## begin RECORD SET

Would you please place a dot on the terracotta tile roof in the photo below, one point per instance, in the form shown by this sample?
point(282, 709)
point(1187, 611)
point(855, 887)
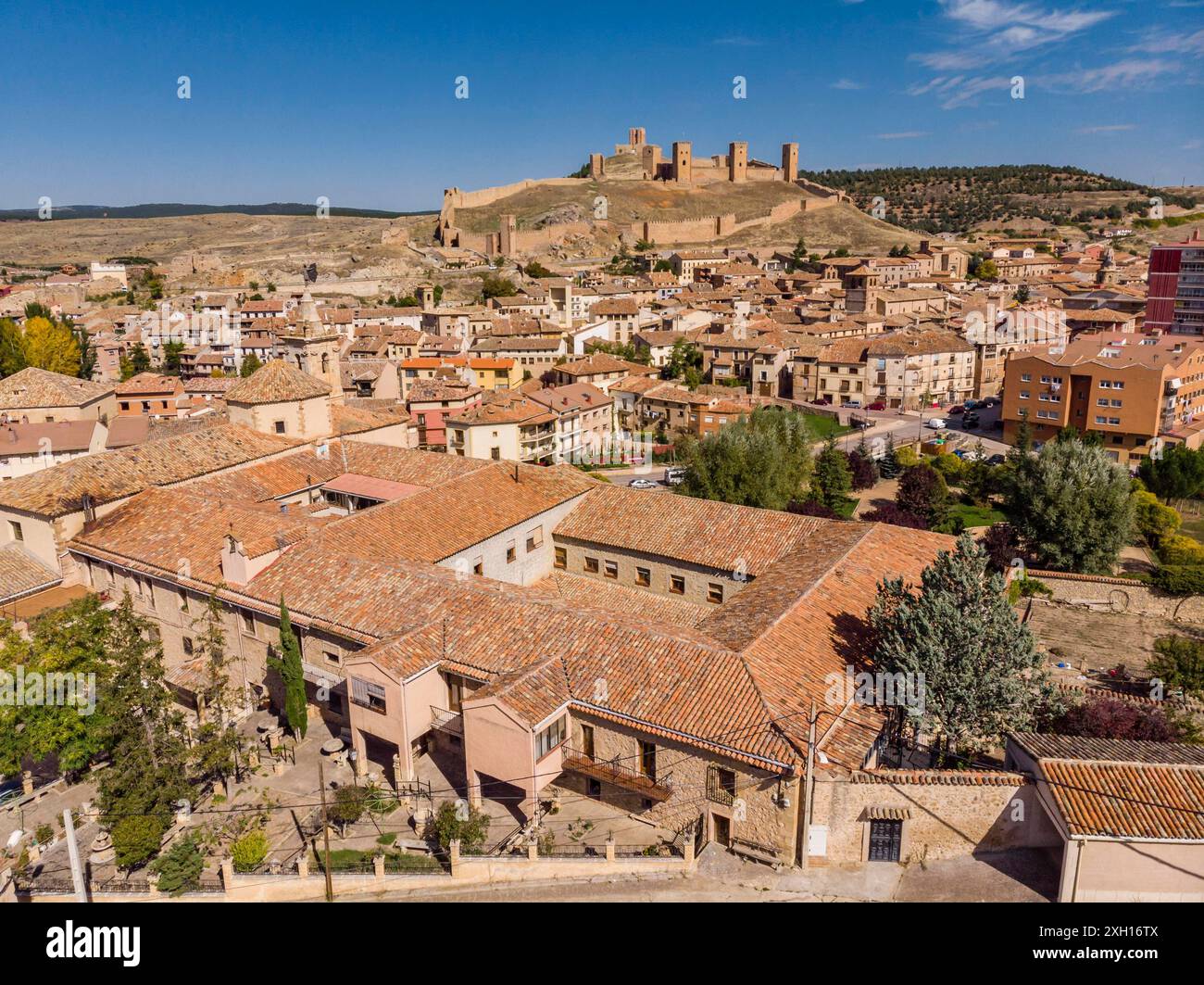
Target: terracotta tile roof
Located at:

## end RECORD SET

REQUIREMENT: Set out every line of the records above as a JSON list of strings, one string per line, skipping blank lines and leaving the pictures out.

RESULT:
[
  "Would you please place a dot on the terracotta tile roof in the photo below, one point per instance, in the form shown by this sample?",
  "point(282, 709)",
  "point(1187, 611)",
  "point(855, 887)",
  "Target: terracotta tile roof",
  "Located at:"
]